=== TEXTO BASE ===
>>>>>

24.4.10

parte 4

GABOR - Não me deve nada.

ADELE - Aprenda a perder ou tomará o ganho por certo.

Surge um arco-íris.

ADELE - Como se diz arco-íris em italiano? Deveríamos fazer um desejo. Sorria, estamos de férias.

GABOR - Não estamos de férias, estamos perdidos.

ADELE - Não, você que é um pessimista. Ouça, apenas siga o som dos grilos.

Ext. Dia. restaurante. Um garçom limpa as mesas e olha Adele, que corresponde.

GABOR - Quer sobremesa?

ADELE - Hein?

GABOR - Não, digo... quer ele de sobremesa, com uma colher de sorvete em cima. (olha as horas)

ADELE - Tem que pegar um trem?

GABOR - Sim, de férias pega-se trens. O das 8:23 é muito bom.

ADELE - Bom para quem?

<<<<<

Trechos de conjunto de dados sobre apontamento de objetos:
>>>>>

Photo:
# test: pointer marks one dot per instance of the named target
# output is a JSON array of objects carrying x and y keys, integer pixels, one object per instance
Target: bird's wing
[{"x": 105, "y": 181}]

<<<<<

=== ENUNCIADO ===
No texto base, qual trem Gabor diz ser muito bom?

=== RESPOSTA ===
O das 8:23.